Herr Harnack, welche Vorteile bietet Siliziumkarbid im Vergleich zu Standardsilizium?
Die Schaltverluste lassen sich um 70 Prozent reduzieren, SiC bietet eine drei Mal so hohe Temperaturbeständigkeit, ist um den Faktor zehn robuster und die Baugröße der Chips verringert sich wesentlich.
Finden alle Schritte zur SiC-Chip-Produktion bei Rohm statt?
Ja. Wir sind einer der wenigen Halbleiterhersteller, die die gesamte Lieferkette inhouse haben. Die Siliziumkarbid-Kristallzüchtung und die sich daran anschließende Wafer-Herstellung aus besagten Kristallen findet in Nürnberg bei unserem Tochterunternehmen SiCrystal statt. Die Wafer schicken wir anschließend nach Japan, wo sich die Prozesse zur Herstellung elektronischer Bauelemente anschließen. Am Ende dieser vertikalen Prozessreihe stehen verschiedene Packagingtechnologien.
Wovon hängt die Qualität des Wafers ab?
Von großer Bedeutung ist der sogenannte Keim, auf dem der Kristall aufwächst. In dem Prozess wird das SiC-Pulver auf Temperaturen von über 2000 Grad Celsius erhitzt. Dabei verdampft das Pulver und kristallisiert auf dem Keim. Wenn bei diesem Schritt die Qualität nicht stimmt, ist das Material von geringerer Qualität oder gar wertlos. Man benötigt für den Prozess ein detailliertes Expertenwissen. Die Substratherstellung insgesamt ist ein sehr komplexer Prozess. Es dauert Jahre, wenn nicht Jahrzehnte, bis man den gesamten Prozess im Griff hat.
Ist das nicht auch eine Frage des Geldes?
Nein, selbst wenn Unternehmen einen hohen Betrag investieren, können sie nicht ein Jahr später in hoher Qualität produzieren. Nur mit Geld ist das nicht zu kaufen. Man muss auch Zeit und Know-how haben. Deshalb glauben wir auch, dass chinesische Wettbewerber sehr viel Zeit brauchen werden, um ein qualitativ hochwertiges Ausgangsmaterial zu gewinnen.
Wie groß ist der Markt für SiC-Chips und welche Entwicklung erwarten Sie?

[Einträge im Datensatz]
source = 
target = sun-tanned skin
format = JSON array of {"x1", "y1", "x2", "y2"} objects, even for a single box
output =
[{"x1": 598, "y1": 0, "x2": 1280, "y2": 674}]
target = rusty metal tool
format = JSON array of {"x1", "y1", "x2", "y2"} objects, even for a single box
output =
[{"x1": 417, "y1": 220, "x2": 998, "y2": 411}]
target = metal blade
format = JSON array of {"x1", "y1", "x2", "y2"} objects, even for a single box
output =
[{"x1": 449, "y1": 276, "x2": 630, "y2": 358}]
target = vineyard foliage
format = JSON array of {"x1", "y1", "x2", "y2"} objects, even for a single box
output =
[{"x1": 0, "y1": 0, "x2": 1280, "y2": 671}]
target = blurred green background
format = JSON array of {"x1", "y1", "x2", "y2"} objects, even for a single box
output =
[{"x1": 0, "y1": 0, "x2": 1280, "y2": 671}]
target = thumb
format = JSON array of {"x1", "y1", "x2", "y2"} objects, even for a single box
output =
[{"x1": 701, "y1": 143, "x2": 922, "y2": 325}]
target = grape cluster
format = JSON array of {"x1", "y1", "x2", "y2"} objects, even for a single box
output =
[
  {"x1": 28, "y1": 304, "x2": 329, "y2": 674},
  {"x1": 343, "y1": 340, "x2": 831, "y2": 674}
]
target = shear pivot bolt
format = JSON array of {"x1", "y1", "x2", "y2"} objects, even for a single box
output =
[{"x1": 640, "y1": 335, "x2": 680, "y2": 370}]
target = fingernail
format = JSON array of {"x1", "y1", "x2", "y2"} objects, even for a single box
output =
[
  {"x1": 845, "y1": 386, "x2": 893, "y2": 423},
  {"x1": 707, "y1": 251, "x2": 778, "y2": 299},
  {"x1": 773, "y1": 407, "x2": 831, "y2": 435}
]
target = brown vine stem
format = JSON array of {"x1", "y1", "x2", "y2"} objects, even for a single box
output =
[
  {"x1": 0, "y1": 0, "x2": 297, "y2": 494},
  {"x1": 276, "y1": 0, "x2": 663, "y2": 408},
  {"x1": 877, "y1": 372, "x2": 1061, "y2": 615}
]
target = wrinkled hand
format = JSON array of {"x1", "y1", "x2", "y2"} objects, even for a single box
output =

▶ _DIE AUFGABE_
Decken sich die folgenden Aussagen mit dem Interview über Siliziumkarbid? Antworte jeweils mit Ja oder Nein und zitiere die entscheidenden Worte aus dem Interview.
1. Die Wafer-Herstellung aus den Kristallen findet in Nürnberg statt.
2. Das SiC-Pulver wird bei der Kristallzüchtung auf unter 2000 Grad Celsius erhitzt.
3. Wer hoch investiert, kann ein Jahr später in hoher Qualität produzieren.

▶ _LÖSUNG_
1. Ja: „Die Siliziumkarbid-Kristallzüchtung und die sich daran anschließende Wafer-Herstellung aus besagten Kristallen findet in Nürnberg bei unserem Tochterunternehmen SiCrystal statt.“
2. Nein: „In dem Prozess wird das SiC-Pulver auf Temperaturen von über 2000 Grad Celsius erhitzt.“
3. Nein: „selbst wenn Unternehmen einen hohen Betrag investieren, können sie nicht ein Jahr später in hoher Qualität produzieren.“